Region pointing data:
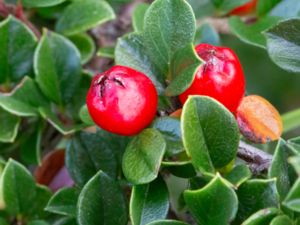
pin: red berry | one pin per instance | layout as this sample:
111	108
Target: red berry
245	9
122	100
220	77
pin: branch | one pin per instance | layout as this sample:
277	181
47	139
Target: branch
258	160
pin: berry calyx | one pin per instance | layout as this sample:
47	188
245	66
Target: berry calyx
220	77
122	100
245	9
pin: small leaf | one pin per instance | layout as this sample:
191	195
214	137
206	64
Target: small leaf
9	125
252	34
87	154
64	202
149	202
262	217
57	67
210	133
216	198
138	16
82	15
86	46
143	156
41	3
292	200
17	44
170	129
255	195
280	169
238	175
24	100
184	66
101	201
282	220
18	189
258	120
283	44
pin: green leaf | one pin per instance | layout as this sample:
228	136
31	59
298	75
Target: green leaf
17	44
184	66
281	220
292	200
239	174
262	217
143	156
24	100
9	125
87	154
255	195
83	15
252	34
107	52
138	16
41	3
264	6
57	67
210	133
216	198
101	201
207	34
86	46
18	189
280	169
64	202
170	128
167	222
283	44
149	202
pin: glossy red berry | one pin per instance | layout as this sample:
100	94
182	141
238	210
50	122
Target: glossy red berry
220	77
245	9
122	100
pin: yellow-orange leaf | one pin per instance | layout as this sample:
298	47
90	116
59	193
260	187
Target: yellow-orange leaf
258	120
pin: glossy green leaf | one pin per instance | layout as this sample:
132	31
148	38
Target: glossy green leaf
41	3
255	195
283	44
143	156
24	100
292	200
64	202
149	202
9	125
184	66
57	67
264	6
207	34
262	217
87	154
138	16
252	34
282	220
83	15
210	133
216	198
86	46
170	128
17	44
238	175
17	187
101	202
167	222
280	169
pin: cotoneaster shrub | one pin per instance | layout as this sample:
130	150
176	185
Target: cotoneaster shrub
136	112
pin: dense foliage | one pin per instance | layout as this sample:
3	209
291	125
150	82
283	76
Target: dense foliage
204	165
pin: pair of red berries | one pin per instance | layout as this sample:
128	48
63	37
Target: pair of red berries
124	101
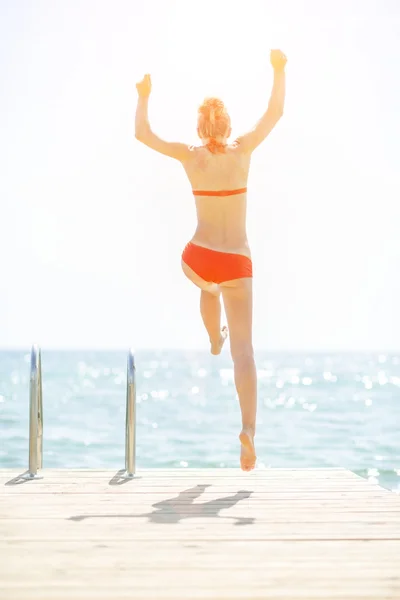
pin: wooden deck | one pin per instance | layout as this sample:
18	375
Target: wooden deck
206	534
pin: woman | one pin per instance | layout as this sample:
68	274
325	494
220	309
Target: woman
218	259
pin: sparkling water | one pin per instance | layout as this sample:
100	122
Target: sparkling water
314	410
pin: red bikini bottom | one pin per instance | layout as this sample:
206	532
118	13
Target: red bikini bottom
214	266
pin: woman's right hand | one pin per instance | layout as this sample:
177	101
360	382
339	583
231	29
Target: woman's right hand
144	86
278	60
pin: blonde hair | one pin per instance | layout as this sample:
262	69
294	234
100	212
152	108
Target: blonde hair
213	122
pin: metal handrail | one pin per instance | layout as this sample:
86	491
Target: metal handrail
35	414
130	423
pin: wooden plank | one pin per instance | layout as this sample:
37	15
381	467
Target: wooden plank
276	533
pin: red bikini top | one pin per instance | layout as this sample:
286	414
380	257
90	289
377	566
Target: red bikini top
219	192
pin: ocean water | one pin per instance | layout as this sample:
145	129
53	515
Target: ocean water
314	410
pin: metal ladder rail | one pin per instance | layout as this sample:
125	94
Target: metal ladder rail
130	422
35	415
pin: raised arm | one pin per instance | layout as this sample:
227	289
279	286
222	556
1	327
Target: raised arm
274	112
143	131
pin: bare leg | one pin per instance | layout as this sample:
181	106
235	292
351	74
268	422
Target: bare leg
210	308
238	306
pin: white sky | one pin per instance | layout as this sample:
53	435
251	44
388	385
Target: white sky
92	223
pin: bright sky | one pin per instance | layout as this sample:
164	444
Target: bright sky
93	223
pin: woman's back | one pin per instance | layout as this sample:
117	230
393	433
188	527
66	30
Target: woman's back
221	219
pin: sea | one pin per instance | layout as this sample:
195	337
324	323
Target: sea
314	410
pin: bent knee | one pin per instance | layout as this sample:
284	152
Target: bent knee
242	355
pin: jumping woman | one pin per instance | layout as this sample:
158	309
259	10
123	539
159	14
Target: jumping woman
217	259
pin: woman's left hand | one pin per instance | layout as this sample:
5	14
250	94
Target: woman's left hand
144	87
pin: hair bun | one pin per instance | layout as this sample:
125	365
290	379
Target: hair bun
212	108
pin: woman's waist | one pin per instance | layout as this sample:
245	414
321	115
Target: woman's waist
228	246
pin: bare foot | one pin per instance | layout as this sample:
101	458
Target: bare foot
248	452
216	346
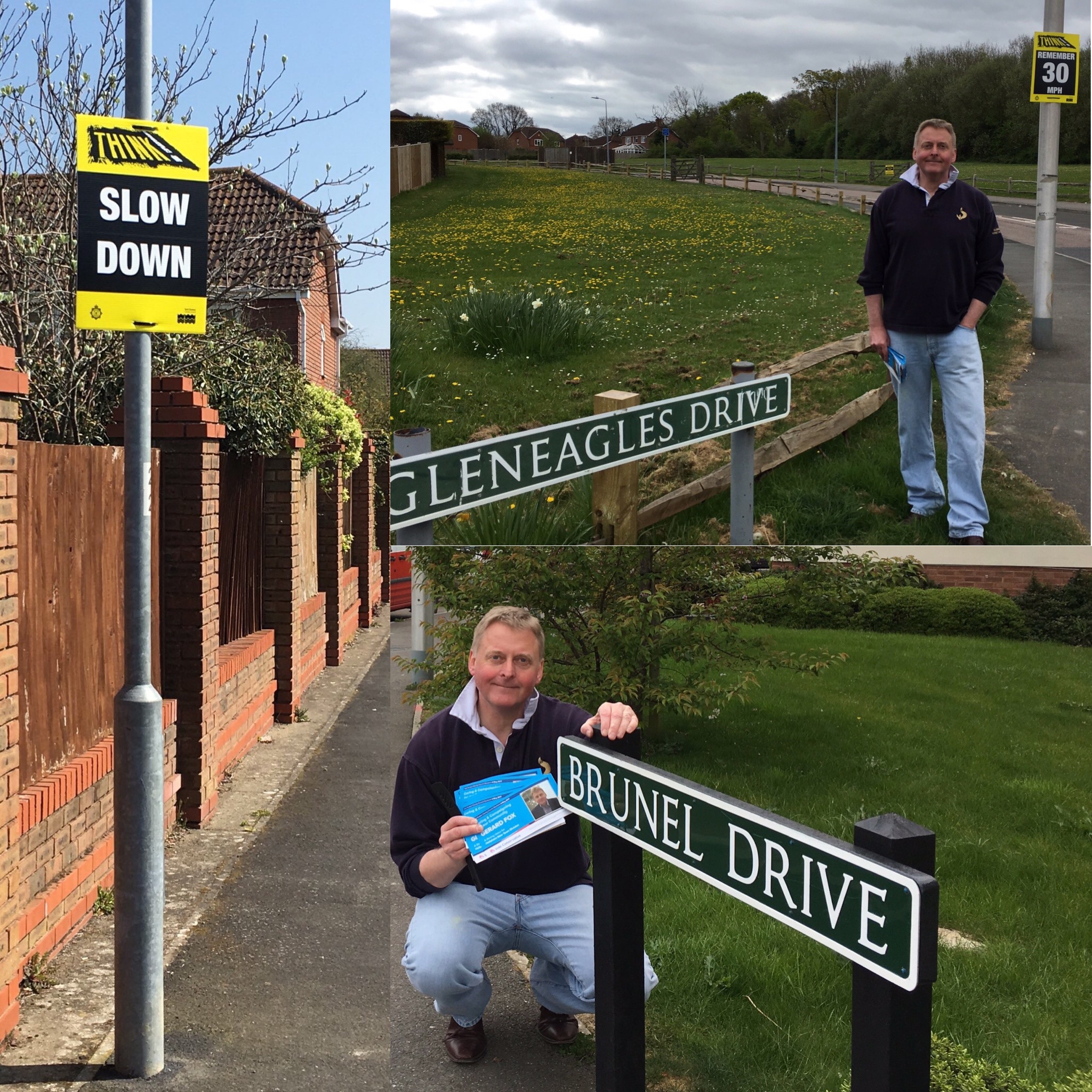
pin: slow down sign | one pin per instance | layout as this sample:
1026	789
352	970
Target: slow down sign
142	213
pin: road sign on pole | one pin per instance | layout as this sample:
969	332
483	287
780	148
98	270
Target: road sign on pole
439	483
142	216
869	910
1053	82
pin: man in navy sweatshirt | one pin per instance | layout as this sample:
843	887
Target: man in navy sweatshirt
933	263
537	895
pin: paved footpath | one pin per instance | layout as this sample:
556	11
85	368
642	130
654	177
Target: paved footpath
278	925
518	1059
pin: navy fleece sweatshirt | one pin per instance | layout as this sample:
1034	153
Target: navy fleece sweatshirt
928	261
448	751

» WHAT THE EXERCISE ASKS
All of the data above should be quoted exactly, except for the pictures.

» WRITTEN RESPONSE
pin: red berry | one pin per instance | layout as this sample:
111	108
Target: red berry
245	9
122	100
220	77
pin: branch | one pin per instance | layout as this sample:
277	181
47	139
Target: branch
258	160
pin: berry calyx | one pin per instance | layout as this sample:
47	188
245	66
Target: berry calyx
220	77
122	100
245	9
pin: small leaf | one pin per instance | layout as this sample:
191	195
214	137
206	64
Target: small leaf
9	125
252	34
87	154
64	202
149	202
262	217
57	67
210	133
216	198
138	16
82	15
86	46
143	156
41	3
292	200
17	44
170	129
255	195
280	169
238	175
24	100
184	66
101	201
282	220
18	189
258	120
283	44
pin: green leaf | one pin per instance | layout as this sample:
228	136
31	59
298	75
Target: green leaf
17	44
184	66
281	220
292	200
239	174
262	217
143	156
24	100
9	125
87	154
255	195
83	15
252	34
107	52
138	16
41	3
264	6
57	67
210	133
216	198
101	201
207	34
86	46
18	189
280	169
64	202
170	128
167	222
283	44
149	202
pin: glossy red berry | one pin per instance | layout as this sample:
100	94
182	141
238	210
50	122
Target: glossy red berry
220	77
245	9
122	100
pin: yellow-orange leaf | one pin per instance | layout as this sample:
298	47
90	116
59	193
260	187
Target: yellow-orange leaf
258	120
pin: glossy green leaf | one pin per instance | layout as this sample:
132	31
148	38
Target: glossy green leaf
41	3
255	195
283	44
143	156
24	100
292	200
64	202
149	202
9	125
184	66
57	67
264	6
207	34
262	217
87	154
138	16
252	34
282	220
83	15
210	133
216	198
86	46
170	128
17	44
238	175
17	187
101	202
167	222
280	169
pin: cotoneaster shrub | one pin per instance | layout as this sample:
130	150
176	185
Target: cotoneaster shrub
136	112
pin: dense foliage | one pin per instance | layout as this sample:
3	209
291	125
150	82
283	76
Target: dense foliage
204	165
pin: pair of red berries | one pin per instance | layout as this sample:
128	48
63	37
Target: pair of red berries
124	101
pin: wooden deck | one pin per instance | layout as this sample:
18	375
Target: wooden deck
206	534
pin: woman | one pin per instance | layout as this sample:
68	274
325	494
220	309
Target: woman
218	259
pin: sparkling water | one pin per instance | layout as this sample:
100	122
Target: sparkling water
314	410
pin: red bikini bottom | one pin per instance | layout as this sample:
206	532
118	13
Target: red bikini bottom
214	266
pin: woman's right hand | one pin per instance | layout as this sample:
177	101
360	382
339	583
231	29
Target: woman's right hand
144	86
278	60
pin: blonde hair | one pin per instance | layout as this sample:
262	69
294	234
100	212
152	108
Target: blonde hair
213	122
pin: metal handrail | one pin per instance | layout as this sample:
86	491
Target: metal handrail
35	414
130	423
pin: wooden plank | one pin per instance | layout as this sample:
37	15
381	467
Target: wooden plank
276	533
pin: red bikini top | one pin per instance | layout as this sample:
286	414
380	257
90	289
377	566
Target: red bikini top
219	192
pin: ocean water | one pin per instance | layout as this sample:
145	129
53	515
Target: ocean water
314	410
pin: metal ladder rail | one pin per instance | layout as this sample:
125	94
Target: metal ladder rail
130	422
35	415
pin: raised arm | one pin per instance | layout as this sample:
227	289
279	286
222	556
1	327
Target: raised arm
274	112
143	131
pin: bare leg | one pin per instance | layout as this sample:
181	106
235	292
351	74
268	422
Target: bare leg
210	308
238	306
pin: white sky | one pin per instance | layout as this sample:
53	435
251	44
388	385
Target: white sky
92	223
pin: bright sky | one pin per instance | layout as this sample:
164	444
Target: bright sky
93	223
pin: woman's back | one pin per instance | layout as this sample:
117	230
393	433
188	527
66	30
Target: woman's back
221	219
pin: sea | one pin per instance | layout as this sample:
195	337
324	323
Target: sea
314	410
pin: bent knee | one pin per instance | layout as this sample:
284	152
Target: bent knee
242	355
pin: jumping woman | one pin per instance | layout as this sample:
158	309
259	10
123	539
159	14
Target: jumping woman
217	259
pin: woman's left hand | one pin per instance | layout as this sample:
5	14
250	94
Target: woman's left hand
144	87
pin: hair bun | one pin per instance | layout as this sample:
125	365
290	379
Target: hair bun
212	108
pin: woman's waist | one pin per instance | layout as this sample:
245	414
321	115
Target: woman's waist
228	246
pin: bare foot | one pin per instance | layout as this sample:
101	458
Target: bare foot
248	452
216	346
pin: slow down sign | one pin per instance | layout as this sample:
1026	789
352	970
Target: slow down sign
142	213
pin: road sign on pole | one pin per instance | layout as this sample:
969	332
483	287
780	148
98	270
Target: road sign on pole
439	483
142	216
869	910
1053	82
pin: man in navy sweatshirt | one pin per instance | layout as this sample:
843	887
Target: man in navy sweatshirt
933	263
537	895
pin: paved footpath | one pin per instance | layout as this sample:
556	11
85	368
642	130
654	177
Target: paved footpath
278	925
518	1059
pin: navy fleece sweatshirt | one pin per instance | layout as this sample:
1034	153
Target: navy fleece sweatshirt
928	261
448	751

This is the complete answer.